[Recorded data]
— Start —
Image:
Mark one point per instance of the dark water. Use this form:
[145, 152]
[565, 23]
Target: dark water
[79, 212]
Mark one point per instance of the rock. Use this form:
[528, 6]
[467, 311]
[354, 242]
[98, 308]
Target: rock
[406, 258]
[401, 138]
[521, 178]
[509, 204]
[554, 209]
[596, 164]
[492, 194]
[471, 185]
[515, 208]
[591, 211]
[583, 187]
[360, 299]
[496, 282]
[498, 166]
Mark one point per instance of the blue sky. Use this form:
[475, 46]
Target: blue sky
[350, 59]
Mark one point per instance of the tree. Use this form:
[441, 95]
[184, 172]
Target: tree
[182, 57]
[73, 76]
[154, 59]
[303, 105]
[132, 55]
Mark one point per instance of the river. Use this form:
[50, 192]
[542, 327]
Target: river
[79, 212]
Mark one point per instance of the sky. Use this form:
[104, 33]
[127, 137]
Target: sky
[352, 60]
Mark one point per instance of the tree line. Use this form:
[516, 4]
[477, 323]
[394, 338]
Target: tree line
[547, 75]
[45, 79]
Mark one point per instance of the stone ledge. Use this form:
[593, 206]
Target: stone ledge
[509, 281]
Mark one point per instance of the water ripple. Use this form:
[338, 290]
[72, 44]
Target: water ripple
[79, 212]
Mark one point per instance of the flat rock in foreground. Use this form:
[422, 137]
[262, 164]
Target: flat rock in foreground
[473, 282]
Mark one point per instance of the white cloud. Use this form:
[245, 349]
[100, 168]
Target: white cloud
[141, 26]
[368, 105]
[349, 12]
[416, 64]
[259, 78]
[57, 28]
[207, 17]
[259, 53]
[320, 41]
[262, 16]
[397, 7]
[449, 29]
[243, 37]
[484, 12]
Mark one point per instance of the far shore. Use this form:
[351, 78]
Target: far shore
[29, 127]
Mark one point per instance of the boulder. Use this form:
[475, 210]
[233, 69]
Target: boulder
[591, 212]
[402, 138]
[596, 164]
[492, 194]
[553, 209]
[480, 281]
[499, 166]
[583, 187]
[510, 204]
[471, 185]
— End —
* TASK TO CARRY OUT:
Can you write out the listing above again with each "Use this form" replaced by "Follow this format" and nothing else altered?

* SOLUTION FOR THIS TASK:
Image:
Mark one point per instance of the dark water. Follow this format:
[145, 152]
[565, 23]
Target: dark water
[79, 212]
Mark one point per instance of the rock. Follow this format:
[528, 6]
[467, 311]
[354, 242]
[98, 308]
Target: rock
[406, 258]
[401, 138]
[521, 178]
[509, 204]
[554, 209]
[596, 164]
[492, 194]
[471, 185]
[515, 208]
[591, 211]
[583, 187]
[360, 299]
[496, 282]
[498, 166]
Mark one point per instance of the blue sky. Follow this format:
[475, 46]
Target: blue sky
[350, 59]
Mark one point per instance of the tree. Follow this format:
[441, 95]
[184, 172]
Target: tree
[182, 57]
[73, 76]
[154, 59]
[303, 105]
[132, 55]
Mark one point per instance of the river. Follow this format:
[50, 192]
[542, 327]
Target: river
[79, 212]
Mark one point per instance of the sky. Follow this format:
[104, 33]
[127, 137]
Target: sky
[352, 60]
Mark one point per instance of the tree line. Follow this format:
[516, 4]
[477, 323]
[394, 338]
Target: tree line
[547, 75]
[45, 79]
Mark one point per instance of the stone ledge. Follow this format:
[593, 206]
Target: stone ledge
[509, 281]
Mark one point per instance of the water ripple. Follow this format:
[338, 290]
[72, 44]
Target: water ripple
[79, 212]
Mark one point per instance of the flat rock in foreground. Follow this format:
[422, 137]
[262, 164]
Target: flat rock in foreground
[473, 282]
Mark one point per instance of the white cloud. Follow this format:
[245, 349]
[100, 168]
Target: white cloud
[141, 26]
[368, 105]
[349, 12]
[416, 64]
[259, 78]
[57, 28]
[207, 17]
[259, 53]
[320, 41]
[262, 16]
[397, 7]
[449, 29]
[243, 37]
[484, 12]
Mark one point per instance of the far shore. Follow this format:
[351, 78]
Target: far shore
[29, 127]
Mark one point per instance of the boulder. Follow this format:
[475, 210]
[233, 69]
Target: boulder
[591, 212]
[402, 138]
[596, 164]
[492, 194]
[553, 209]
[480, 281]
[499, 166]
[583, 187]
[510, 204]
[471, 185]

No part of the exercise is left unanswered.